REQUIREMENTS:
Every entry must be given again exactly.
* * * *
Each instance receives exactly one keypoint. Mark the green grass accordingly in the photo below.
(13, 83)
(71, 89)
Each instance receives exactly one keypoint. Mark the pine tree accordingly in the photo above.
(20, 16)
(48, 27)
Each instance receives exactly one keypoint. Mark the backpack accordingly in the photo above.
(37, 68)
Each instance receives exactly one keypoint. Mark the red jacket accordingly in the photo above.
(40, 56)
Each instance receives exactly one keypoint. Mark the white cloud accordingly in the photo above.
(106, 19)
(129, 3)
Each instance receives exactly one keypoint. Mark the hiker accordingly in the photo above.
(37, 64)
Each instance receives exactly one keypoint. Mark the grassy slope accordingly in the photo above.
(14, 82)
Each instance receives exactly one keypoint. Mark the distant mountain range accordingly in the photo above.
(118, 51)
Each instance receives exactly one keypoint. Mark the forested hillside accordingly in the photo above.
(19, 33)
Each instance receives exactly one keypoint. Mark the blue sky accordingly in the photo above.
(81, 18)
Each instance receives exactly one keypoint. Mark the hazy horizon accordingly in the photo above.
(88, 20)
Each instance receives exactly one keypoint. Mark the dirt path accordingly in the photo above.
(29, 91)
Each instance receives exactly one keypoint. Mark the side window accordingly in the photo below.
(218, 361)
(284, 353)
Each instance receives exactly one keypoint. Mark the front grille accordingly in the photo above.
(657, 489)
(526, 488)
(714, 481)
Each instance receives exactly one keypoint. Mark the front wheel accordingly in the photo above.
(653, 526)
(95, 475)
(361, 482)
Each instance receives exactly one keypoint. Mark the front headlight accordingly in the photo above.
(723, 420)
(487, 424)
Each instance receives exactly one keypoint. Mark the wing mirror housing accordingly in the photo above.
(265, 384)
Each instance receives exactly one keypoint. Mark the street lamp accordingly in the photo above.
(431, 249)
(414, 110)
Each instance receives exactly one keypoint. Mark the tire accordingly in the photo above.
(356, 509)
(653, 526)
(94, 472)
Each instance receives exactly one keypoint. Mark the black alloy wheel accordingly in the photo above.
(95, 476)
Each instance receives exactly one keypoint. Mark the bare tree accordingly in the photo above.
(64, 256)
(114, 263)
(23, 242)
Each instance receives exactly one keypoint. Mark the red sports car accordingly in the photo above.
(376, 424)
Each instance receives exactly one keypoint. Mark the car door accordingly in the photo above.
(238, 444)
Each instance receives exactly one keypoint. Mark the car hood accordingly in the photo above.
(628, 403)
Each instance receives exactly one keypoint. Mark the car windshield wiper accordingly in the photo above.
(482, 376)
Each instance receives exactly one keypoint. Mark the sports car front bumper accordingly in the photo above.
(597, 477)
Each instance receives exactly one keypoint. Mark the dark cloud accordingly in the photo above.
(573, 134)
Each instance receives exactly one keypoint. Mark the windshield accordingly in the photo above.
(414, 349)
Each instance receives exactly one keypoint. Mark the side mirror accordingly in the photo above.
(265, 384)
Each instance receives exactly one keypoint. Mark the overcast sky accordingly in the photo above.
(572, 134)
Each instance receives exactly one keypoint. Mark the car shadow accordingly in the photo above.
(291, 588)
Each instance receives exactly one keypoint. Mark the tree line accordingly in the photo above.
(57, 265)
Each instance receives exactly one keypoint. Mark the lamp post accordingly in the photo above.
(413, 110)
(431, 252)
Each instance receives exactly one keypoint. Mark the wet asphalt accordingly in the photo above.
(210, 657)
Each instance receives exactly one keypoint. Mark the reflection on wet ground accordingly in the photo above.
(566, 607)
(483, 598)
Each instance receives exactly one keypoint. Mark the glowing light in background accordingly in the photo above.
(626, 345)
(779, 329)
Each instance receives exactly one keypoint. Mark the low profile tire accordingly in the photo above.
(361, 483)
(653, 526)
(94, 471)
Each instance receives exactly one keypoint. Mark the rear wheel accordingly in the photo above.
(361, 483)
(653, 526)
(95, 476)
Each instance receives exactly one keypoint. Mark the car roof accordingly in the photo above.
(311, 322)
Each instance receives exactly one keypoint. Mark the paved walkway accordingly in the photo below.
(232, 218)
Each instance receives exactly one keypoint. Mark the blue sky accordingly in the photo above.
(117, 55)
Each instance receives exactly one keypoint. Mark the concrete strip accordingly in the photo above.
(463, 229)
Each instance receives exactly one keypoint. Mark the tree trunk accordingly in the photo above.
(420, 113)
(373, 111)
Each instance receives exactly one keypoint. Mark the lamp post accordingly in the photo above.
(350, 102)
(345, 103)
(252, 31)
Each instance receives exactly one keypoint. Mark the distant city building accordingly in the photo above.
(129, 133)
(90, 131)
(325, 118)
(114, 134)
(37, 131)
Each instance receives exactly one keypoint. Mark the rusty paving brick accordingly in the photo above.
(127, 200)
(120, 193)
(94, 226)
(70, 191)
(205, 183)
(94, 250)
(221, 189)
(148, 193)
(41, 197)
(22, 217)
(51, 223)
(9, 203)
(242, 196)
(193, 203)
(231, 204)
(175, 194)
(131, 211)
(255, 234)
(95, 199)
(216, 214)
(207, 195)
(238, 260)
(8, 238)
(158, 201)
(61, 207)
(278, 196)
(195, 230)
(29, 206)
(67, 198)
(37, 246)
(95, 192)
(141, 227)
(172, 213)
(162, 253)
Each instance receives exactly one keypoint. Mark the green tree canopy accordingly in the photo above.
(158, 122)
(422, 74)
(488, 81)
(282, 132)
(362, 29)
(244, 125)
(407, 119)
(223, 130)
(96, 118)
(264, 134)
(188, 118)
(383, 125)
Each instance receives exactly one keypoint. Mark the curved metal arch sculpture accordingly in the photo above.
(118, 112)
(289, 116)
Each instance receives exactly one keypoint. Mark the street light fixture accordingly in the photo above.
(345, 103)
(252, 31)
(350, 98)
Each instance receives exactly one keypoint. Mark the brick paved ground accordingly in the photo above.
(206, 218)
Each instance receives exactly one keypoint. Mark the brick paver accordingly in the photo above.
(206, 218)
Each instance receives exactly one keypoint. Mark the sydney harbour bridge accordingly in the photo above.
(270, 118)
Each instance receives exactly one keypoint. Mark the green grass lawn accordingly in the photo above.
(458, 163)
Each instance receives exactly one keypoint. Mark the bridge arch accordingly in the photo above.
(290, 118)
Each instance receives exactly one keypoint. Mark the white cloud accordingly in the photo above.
* * * *
WORKED SOLUTION:
Each instance receives exactly one keypoint. Mark the green grass accordingly in the photo below.
(13, 83)
(71, 89)
Each instance receives exactly one keypoint. Mark the pine tree accordingly in the photo above.
(20, 16)
(48, 27)
Each instance receives exactly one keypoint. Mark the backpack accordingly in the photo above.
(37, 68)
Each instance receives exactly one keypoint. Mark the red jacket accordingly in the photo above.
(40, 56)
Each instance receives exactly one keypoint. Mark the white cloud accordingly in the photo above.
(106, 19)
(129, 3)
Each instance receives exactly one keypoint. Mark the hiker accordingly in the photo above.
(37, 64)
Each instance receives exactly one keypoint. Mark the grassy slope accordingly in the photo above.
(14, 82)
Each instance receives exactly one keypoint. Mark the distant mountain range accordingly in the photo above.
(118, 51)
Each instance receives exactly one keypoint. Mark the forested hillside accordingly in the photo above.
(19, 33)
Each instance receives exactly one keypoint. Mark the blue sky accordingly in the photo above.
(81, 18)
Each instance receives exactly one keypoint. Mark the hazy horizon accordingly in the photo above.
(88, 20)
Each instance receives exactly one keypoint. Mark the dirt path accordingly in the photo above.
(29, 91)
Each instance receives exactly one keypoint. Mark the side window accordingly in the photo below.
(218, 361)
(284, 353)
Each instance receives exactly one keypoint. Mark the front grille accordingly in the photo above.
(657, 489)
(526, 488)
(714, 481)
Each instance receives exactly one keypoint. Mark the front wheel accordingly in the photo above.
(653, 526)
(95, 475)
(361, 482)
Each instance receives exactly one keypoint. Mark the front headlight accordingly in the photo above.
(723, 420)
(487, 424)
Each instance receives exactly one keypoint. Mark the wing mirror housing accordingly in the photo above.
(265, 384)
Each instance receives exactly one keypoint. Mark the street lamp accordingly in the photo above.
(431, 249)
(414, 110)
Each instance receives exactly one keypoint. Mark the tire accordingly in the photo above.
(356, 509)
(653, 526)
(94, 472)
Each instance receives exactly one keypoint. Mark the black alloy wheel accordingly in the photo above.
(95, 476)
Each instance receives exactly one keypoint. Mark the bare tree accordingly in the photo above.
(64, 256)
(114, 263)
(23, 242)
Each instance receives exactly one keypoint. Mark the red sports car accordingly in the photo above.
(376, 424)
Each instance receives exactly one keypoint. Mark the car door accordingly in the photo above.
(238, 444)
Each instance receives exactly one keypoint. Mark the car hood accordingly in the photo above.
(628, 403)
Each instance receives exactly one keypoint. Mark the car windshield wiper accordingly in the photo above.
(482, 376)
Each instance receives exactly one keypoint. Mark the sports car front bumper accordingly in the photo above.
(597, 477)
Each instance receives exactly one keypoint. Mark the dark cloud accordingly in the photo above.
(573, 134)
Each instance receives exactly one keypoint. Mark the windshield accordingly in the photo above.
(414, 349)
Each instance receives exactly one keypoint. Mark the side mirror accordingly in the photo above.
(265, 384)
Each instance receives exactly one keypoint. Mark the overcast sky accordingly in the photo above.
(572, 134)
Each instance receives exactly one keypoint. Mark the car shadow accordingly in the photo above.
(291, 588)
Each instance receives exactly one keypoint. Mark the tree line accordingly in the photo above.
(57, 265)
Each instance receives exactly one keypoint. Mark the lamp post accordingly in the photo above.
(413, 110)
(431, 252)
Each instance receives exactly one keypoint. Mark the wet asphalt accordingly in the photo above.
(210, 657)
Each instance receives exactly one keypoint. Mark the reflection on wet ground accordingly in the photo above.
(566, 607)
(483, 598)
Each instance receives exactly one keypoint. Mark the glowing light in background accordingly in the photo above.
(626, 345)
(779, 329)
Each instance receives exactly one keypoint. Mark the low profile tire accordingly in the photo above.
(361, 483)
(653, 526)
(94, 471)
Each instance receives exactly one keypoint. Mark the rear wheel accordingly in the photo above.
(361, 483)
(653, 526)
(95, 476)
Each instance receives exactly one keypoint. Mark the car roof accordingly in the photo above.
(311, 322)
Each instance receives exactly one keypoint. Mark the paved walkway accordingly in the photo below.
(232, 218)
Each instance receives exactly one keypoint. Mark the blue sky accordingly in the photo above.
(117, 55)
Each instance receives exactly one keypoint. Mark the concrete strip accordingly in the photo above.
(463, 229)
Each instance receives exactly one keypoint. Mark the tree trunk accordingly in the photo above.
(420, 113)
(373, 111)
Each instance receives exactly one keypoint. Mark the lamp post accordingly in the photo above.
(350, 102)
(345, 103)
(252, 31)
Each instance receives exactly one keypoint. Mark the distant city building accordingly in the photo above.
(129, 133)
(90, 131)
(325, 118)
(114, 134)
(37, 131)
Each instance receives exactly one keypoint. Mark the rusty paving brick accordingly in the photo above.
(127, 200)
(120, 193)
(94, 226)
(70, 191)
(205, 183)
(94, 250)
(221, 189)
(148, 193)
(41, 197)
(22, 217)
(51, 223)
(9, 203)
(242, 196)
(193, 203)
(231, 204)
(175, 194)
(131, 211)
(255, 234)
(95, 199)
(216, 214)
(207, 195)
(238, 260)
(8, 238)
(158, 201)
(61, 207)
(278, 196)
(195, 230)
(29, 206)
(67, 198)
(37, 246)
(95, 192)
(141, 227)
(172, 213)
(162, 253)
Each instance receives exactly one keypoint. Mark the green tree canopy accordingly in the photo above.
(158, 122)
(422, 74)
(488, 81)
(282, 132)
(362, 29)
(244, 125)
(407, 119)
(223, 130)
(96, 118)
(264, 134)
(188, 118)
(383, 125)
Each instance receives exactly one keypoint. Mark the curved metal arch sculpture accordingly in the photo above.
(118, 112)
(289, 116)
Each instance receives exactly one keypoint. Mark the street light fixture accordingly in the photo above.
(345, 103)
(252, 31)
(350, 98)
Each instance receives exactly one keypoint. Mark the brick paved ground accordingly in the photo above.
(206, 218)
Each instance receives exactly one keypoint. Mark the brick paver accordingly in the photo above.
(206, 218)
Each instance receives exactly one keypoint. Mark the sydney harbour bridge accordingly in the photo above.
(270, 118)
Each instance receives exactly one keypoint. Mark the green grass lawn accordingly in the photo above.
(458, 163)
Each instance receives exactly one keypoint. Mark the bridge arch accordingly in the photo above.
(290, 118)
Each instance receives exactly one keypoint. Mark the white cloud accordingly in the photo above.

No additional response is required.